### INSTRUCTIONS TO FOLLOW:
Produce an exact copy of the listing.

### DATA EXTRACT:
=-=-=

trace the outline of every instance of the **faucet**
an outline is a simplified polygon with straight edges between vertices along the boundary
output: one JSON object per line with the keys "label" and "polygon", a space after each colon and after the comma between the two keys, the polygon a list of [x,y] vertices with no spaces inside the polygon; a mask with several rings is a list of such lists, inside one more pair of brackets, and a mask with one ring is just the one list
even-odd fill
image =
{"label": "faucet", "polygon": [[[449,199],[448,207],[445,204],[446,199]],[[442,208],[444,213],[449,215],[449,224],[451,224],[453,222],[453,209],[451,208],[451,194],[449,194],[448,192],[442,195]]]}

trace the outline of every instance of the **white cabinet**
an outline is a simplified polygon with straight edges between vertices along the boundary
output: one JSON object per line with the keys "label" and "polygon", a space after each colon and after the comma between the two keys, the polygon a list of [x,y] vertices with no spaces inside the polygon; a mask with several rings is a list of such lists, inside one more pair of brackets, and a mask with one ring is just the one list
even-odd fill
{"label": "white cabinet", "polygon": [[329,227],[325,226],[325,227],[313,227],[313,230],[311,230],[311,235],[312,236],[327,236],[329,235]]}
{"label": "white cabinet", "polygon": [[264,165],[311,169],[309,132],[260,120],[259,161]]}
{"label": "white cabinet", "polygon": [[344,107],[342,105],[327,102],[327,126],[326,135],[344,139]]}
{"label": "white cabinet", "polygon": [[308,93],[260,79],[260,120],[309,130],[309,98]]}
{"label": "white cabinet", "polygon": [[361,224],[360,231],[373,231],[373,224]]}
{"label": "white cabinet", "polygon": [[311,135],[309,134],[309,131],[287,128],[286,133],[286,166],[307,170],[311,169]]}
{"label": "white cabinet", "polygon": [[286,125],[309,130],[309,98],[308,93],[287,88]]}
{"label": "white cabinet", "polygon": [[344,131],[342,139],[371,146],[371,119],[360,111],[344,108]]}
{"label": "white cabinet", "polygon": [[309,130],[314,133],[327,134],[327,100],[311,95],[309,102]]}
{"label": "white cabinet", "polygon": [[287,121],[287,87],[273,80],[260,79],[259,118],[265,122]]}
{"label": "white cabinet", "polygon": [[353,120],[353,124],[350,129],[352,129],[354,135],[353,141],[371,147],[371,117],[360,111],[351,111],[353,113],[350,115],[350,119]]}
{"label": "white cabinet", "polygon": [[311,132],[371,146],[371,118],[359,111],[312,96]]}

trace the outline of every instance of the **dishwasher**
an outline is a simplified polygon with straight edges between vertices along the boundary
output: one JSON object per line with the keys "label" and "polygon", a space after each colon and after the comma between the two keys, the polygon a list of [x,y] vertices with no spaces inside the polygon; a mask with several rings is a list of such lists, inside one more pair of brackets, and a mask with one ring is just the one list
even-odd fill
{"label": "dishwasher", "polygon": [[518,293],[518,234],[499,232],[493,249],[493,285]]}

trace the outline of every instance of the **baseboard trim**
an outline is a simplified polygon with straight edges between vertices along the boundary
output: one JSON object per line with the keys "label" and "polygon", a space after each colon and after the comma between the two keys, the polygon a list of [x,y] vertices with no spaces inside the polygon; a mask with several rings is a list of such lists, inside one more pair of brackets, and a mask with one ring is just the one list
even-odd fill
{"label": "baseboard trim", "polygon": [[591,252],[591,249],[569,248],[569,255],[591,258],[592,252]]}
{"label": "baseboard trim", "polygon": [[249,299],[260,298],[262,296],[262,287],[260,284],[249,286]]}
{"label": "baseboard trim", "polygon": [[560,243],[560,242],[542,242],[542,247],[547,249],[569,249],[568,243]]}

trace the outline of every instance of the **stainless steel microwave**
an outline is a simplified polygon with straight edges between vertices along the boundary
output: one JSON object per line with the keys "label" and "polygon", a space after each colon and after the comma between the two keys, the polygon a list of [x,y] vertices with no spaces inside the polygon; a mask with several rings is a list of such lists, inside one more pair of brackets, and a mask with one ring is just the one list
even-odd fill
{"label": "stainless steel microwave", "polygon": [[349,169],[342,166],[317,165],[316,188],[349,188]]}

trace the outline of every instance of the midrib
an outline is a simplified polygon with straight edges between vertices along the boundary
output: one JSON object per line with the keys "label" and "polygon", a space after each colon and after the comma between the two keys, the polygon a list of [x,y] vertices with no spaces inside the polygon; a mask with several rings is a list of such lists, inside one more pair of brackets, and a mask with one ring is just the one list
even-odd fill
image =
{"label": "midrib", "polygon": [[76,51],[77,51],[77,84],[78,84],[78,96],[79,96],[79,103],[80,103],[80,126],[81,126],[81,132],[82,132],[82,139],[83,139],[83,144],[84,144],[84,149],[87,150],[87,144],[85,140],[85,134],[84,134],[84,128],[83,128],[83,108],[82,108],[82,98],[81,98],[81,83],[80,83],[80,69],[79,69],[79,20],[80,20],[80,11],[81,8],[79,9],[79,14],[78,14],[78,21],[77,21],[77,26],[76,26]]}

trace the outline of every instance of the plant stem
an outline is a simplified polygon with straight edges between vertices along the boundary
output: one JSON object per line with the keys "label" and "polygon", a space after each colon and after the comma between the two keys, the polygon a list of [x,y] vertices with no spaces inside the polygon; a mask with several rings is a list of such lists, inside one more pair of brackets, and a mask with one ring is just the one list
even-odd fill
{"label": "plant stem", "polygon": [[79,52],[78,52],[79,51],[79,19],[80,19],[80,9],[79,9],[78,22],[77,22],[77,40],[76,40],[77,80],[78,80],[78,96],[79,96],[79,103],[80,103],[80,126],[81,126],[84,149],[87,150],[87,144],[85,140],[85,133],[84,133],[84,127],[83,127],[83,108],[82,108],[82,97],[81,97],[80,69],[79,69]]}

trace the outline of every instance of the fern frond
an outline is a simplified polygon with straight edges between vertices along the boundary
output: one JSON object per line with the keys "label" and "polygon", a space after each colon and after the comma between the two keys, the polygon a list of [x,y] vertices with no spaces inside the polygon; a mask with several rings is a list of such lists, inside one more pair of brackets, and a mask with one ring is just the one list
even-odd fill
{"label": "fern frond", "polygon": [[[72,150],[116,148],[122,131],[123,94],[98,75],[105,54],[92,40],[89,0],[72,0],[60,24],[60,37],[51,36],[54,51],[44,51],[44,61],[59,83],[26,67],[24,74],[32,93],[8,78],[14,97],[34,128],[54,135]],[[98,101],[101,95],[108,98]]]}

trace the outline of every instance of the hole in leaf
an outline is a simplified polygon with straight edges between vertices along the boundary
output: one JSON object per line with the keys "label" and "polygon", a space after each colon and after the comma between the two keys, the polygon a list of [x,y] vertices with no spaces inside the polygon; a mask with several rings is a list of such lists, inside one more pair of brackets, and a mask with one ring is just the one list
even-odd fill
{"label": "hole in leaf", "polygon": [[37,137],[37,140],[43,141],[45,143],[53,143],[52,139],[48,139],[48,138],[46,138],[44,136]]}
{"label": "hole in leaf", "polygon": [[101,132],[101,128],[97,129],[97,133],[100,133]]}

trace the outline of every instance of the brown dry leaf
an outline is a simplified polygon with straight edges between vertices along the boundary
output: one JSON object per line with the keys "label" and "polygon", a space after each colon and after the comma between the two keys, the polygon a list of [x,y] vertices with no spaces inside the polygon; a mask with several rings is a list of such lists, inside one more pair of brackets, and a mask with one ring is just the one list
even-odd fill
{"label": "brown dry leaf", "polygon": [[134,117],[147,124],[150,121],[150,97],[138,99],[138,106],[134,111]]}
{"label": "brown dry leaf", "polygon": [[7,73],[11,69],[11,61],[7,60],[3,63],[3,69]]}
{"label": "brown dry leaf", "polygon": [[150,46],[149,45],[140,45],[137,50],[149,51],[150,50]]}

=-=-=

### RESULT OF THIS EXERCISE:
trace the outline of every instance of the **faucet**
an outline is a simplified polygon with straight edges between vertices along the boundary
output: one JSON object per line with the keys "label" and "polygon", a space after each colon and after the comma between the two keys, the polygon a list of [x,y] vertices with no spaces inside the polygon; a mask with several rings is a list of such lists, inside one more pair of brackets, and a mask with one ring is just the one list
even-odd fill
image =
{"label": "faucet", "polygon": [[[449,199],[448,207],[445,204],[446,199]],[[442,208],[444,213],[449,215],[449,224],[451,224],[453,222],[453,209],[451,208],[451,194],[449,194],[448,192],[442,195]]]}

trace the outline of every instance of the **white cabinet**
an outline is a simplified polygon with straight edges between vertices along the boundary
output: one JSON object per line with the keys "label" and "polygon", a space after each colon and after the comma between the two keys, the polygon a list of [x,y] vertices with no spaces inside the polygon; a mask with several rings is a list of such lists, inside one more pair of brackets, and a mask with one ring is just the one list
even-odd fill
{"label": "white cabinet", "polygon": [[329,227],[325,226],[325,227],[313,227],[313,230],[311,230],[311,235],[312,236],[327,236],[329,235]]}
{"label": "white cabinet", "polygon": [[264,165],[311,169],[309,132],[260,120],[259,161]]}
{"label": "white cabinet", "polygon": [[344,107],[342,105],[327,102],[327,126],[326,135],[344,139]]}
{"label": "white cabinet", "polygon": [[308,93],[260,79],[260,120],[309,130],[309,98]]}
{"label": "white cabinet", "polygon": [[361,224],[360,231],[373,231],[373,224]]}
{"label": "white cabinet", "polygon": [[311,135],[309,134],[309,131],[287,128],[286,133],[286,166],[307,170],[311,169]]}
{"label": "white cabinet", "polygon": [[286,125],[309,130],[309,98],[308,93],[287,88]]}
{"label": "white cabinet", "polygon": [[344,131],[342,139],[371,146],[371,119],[360,111],[344,108]]}
{"label": "white cabinet", "polygon": [[309,130],[314,133],[327,134],[327,100],[311,95],[309,102]]}
{"label": "white cabinet", "polygon": [[287,121],[287,87],[273,80],[260,79],[259,118],[265,122]]}
{"label": "white cabinet", "polygon": [[353,120],[353,124],[350,129],[352,129],[354,135],[353,141],[371,147],[371,117],[360,111],[351,111],[353,113],[350,115],[350,119]]}
{"label": "white cabinet", "polygon": [[311,132],[371,146],[371,118],[359,111],[312,96]]}

trace the outline of every instance of the **dishwasher**
an outline is a simplified polygon with straight edges between vertices along the boundary
output: one JSON object per line with the keys "label" and "polygon", a space after each colon and after the comma between the two keys, the polygon a list of [x,y] vertices with no spaces inside the polygon; a mask with several rings is a list of such lists, inside one more pair of brackets, and a mask with one ring is just the one list
even-odd fill
{"label": "dishwasher", "polygon": [[518,293],[518,234],[499,232],[493,249],[493,285]]}

trace the outline of every instance of the **baseboard trim**
an outline is a simplified polygon with straight edges between vertices along the boundary
output: one JSON object per line with the keys "label" and "polygon", a space after each colon and after the comma between the two keys, the polygon a list of [x,y] vertices with no spaces inside the polygon; a mask with several rings is a list of such lists, inside one more pair of brackets, and a mask with one ring is just the one list
even-odd fill
{"label": "baseboard trim", "polygon": [[591,252],[591,249],[569,248],[569,255],[591,258],[592,252]]}
{"label": "baseboard trim", "polygon": [[249,299],[260,298],[262,296],[262,287],[260,284],[249,286]]}
{"label": "baseboard trim", "polygon": [[560,243],[560,242],[542,242],[542,247],[547,249],[569,249],[568,243]]}

trace the outline of every instance of the **stainless steel microwave**
an outline is a simplified polygon with straight edges between vertices along the boundary
output: one JSON object per line with the keys "label" and "polygon", a space after each colon and after the comma between the two keys, the polygon a list of [x,y] vertices with no spaces inside the polygon; a mask with several rings is a list of such lists, inside one more pair of brackets, and a mask with one ring is just the one list
even-odd fill
{"label": "stainless steel microwave", "polygon": [[349,169],[342,166],[317,165],[316,188],[349,188]]}

trace the outline of every instance of the midrib
an outline is a simplified polygon with straight edges between vertices along the boundary
output: one JSON object per line with the keys "label" and "polygon", a space after each colon and after the comma between the two keys, the polygon a list of [x,y] vertices with no spaces inside the polygon; a mask with several rings is a list of such lists, inside one more pair of brackets, and a mask with one ring is just the one list
even-odd fill
image =
{"label": "midrib", "polygon": [[76,51],[77,51],[77,84],[78,84],[78,96],[79,96],[79,103],[80,103],[80,126],[81,126],[81,132],[82,132],[82,139],[83,139],[83,144],[84,144],[84,149],[87,150],[87,144],[85,140],[85,134],[84,134],[84,128],[83,128],[83,108],[82,108],[82,98],[81,98],[81,83],[80,83],[80,69],[79,69],[79,20],[80,20],[80,11],[81,8],[79,9],[79,14],[78,14],[78,21],[77,21],[77,26],[76,26]]}

trace the outline of every instance of the plant stem
an outline is a simplified polygon with straight edges between vertices along the boundary
output: one JSON object per line with the keys "label" and "polygon", a space after each colon and after the comma between the two keys, the polygon a list of [x,y] vertices with no spaces inside the polygon; a mask with several rings is a list of such lists, inside one more pair of brackets, and a mask with one ring is just the one list
even-odd fill
{"label": "plant stem", "polygon": [[79,52],[78,52],[79,51],[79,19],[80,19],[80,9],[79,9],[78,22],[77,22],[77,40],[76,40],[77,80],[78,80],[78,96],[79,96],[79,103],[80,103],[80,126],[81,126],[84,149],[87,150],[87,144],[85,140],[85,133],[84,133],[84,127],[83,127],[83,108],[82,108],[82,97],[81,97],[80,69],[79,69]]}

trace the outline of every instance of the fern frond
an outline is a simplified polygon with straight edges between vertices along the boundary
output: one JSON object per line with the keys "label" and "polygon", a space after each colon and after the comma between the two keys, the polygon a list of [x,y] vertices with no spaces inside the polygon; a mask with several rings is a list of such lists, inside one more pair of brackets, and a mask with one ring is just the one list
even-odd fill
{"label": "fern frond", "polygon": [[[72,150],[116,148],[122,131],[123,94],[98,75],[105,54],[92,40],[89,0],[72,0],[60,24],[60,37],[51,36],[54,51],[44,51],[44,61],[59,83],[26,67],[24,74],[32,93],[8,78],[14,97],[34,128],[54,135]],[[98,101],[101,95],[108,98]]]}

trace the outline of every instance of the hole in leaf
an outline is a simplified polygon with straight edges between vertices along the boundary
output: one JSON object per line with the keys "label" and "polygon", a space after each colon and after the comma between the two keys, the polygon a list of [x,y] vertices with no spaces inside the polygon; a mask with several rings is a list of such lists, inside one more pair of brackets, and a mask with one ring is just the one list
even-odd fill
{"label": "hole in leaf", "polygon": [[37,137],[37,140],[43,141],[45,143],[53,143],[52,139],[48,139],[48,138],[46,138],[44,136]]}
{"label": "hole in leaf", "polygon": [[101,132],[101,128],[97,129],[97,133],[100,133]]}

trace the outline of every instance of the brown dry leaf
an outline is a simplified polygon with straight edges between vertices along the boundary
output: one JSON object per line with the keys "label" and "polygon", a space after each colon and after the comma between the two keys, the polygon a list of [x,y] vertices with no spaces inside the polygon; a mask with several rings is a list of such lists, inside one more pair of brackets, and a mask with one ring is just the one list
even-odd fill
{"label": "brown dry leaf", "polygon": [[134,117],[147,124],[150,121],[150,97],[138,99],[138,106],[134,111]]}
{"label": "brown dry leaf", "polygon": [[7,73],[11,69],[11,61],[7,60],[3,63],[3,69]]}
{"label": "brown dry leaf", "polygon": [[150,46],[149,45],[140,45],[137,50],[149,51],[150,50]]}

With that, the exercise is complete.